(Beginning of Provided data)

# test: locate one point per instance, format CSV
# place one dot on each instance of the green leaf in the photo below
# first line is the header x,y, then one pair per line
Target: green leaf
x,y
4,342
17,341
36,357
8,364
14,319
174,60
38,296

(End of Provided data)

What you have to do
What is needed is each line of the data, printed exactly.

Task solution
# test: locate one point per instance, format CSV
# place one dot on each instance of the green leaf in the photo below
# first line is the header x,y, then one pair per line
Target: green leaf
x,y
4,342
17,341
36,357
8,364
14,319
174,60
38,296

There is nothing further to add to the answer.